WHAT NEEDS TO BE DONE = Using the data below, count the lines that carry the string "metal" and write only the count.
========
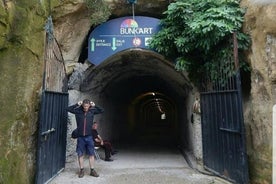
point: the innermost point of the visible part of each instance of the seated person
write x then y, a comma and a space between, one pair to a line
99, 142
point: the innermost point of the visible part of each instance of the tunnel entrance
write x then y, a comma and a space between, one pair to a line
144, 98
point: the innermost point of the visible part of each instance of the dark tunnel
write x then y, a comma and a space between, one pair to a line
144, 98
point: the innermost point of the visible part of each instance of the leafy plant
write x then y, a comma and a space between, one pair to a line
198, 35
99, 11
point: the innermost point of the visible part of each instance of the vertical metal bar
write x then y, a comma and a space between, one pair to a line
238, 84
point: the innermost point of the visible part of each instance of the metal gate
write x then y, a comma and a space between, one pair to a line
223, 133
52, 135
51, 153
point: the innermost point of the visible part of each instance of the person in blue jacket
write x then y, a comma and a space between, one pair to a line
84, 113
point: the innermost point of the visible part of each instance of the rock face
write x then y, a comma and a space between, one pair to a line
21, 69
261, 25
21, 53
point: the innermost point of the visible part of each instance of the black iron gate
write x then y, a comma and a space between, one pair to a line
========
ANSWER BOX = 2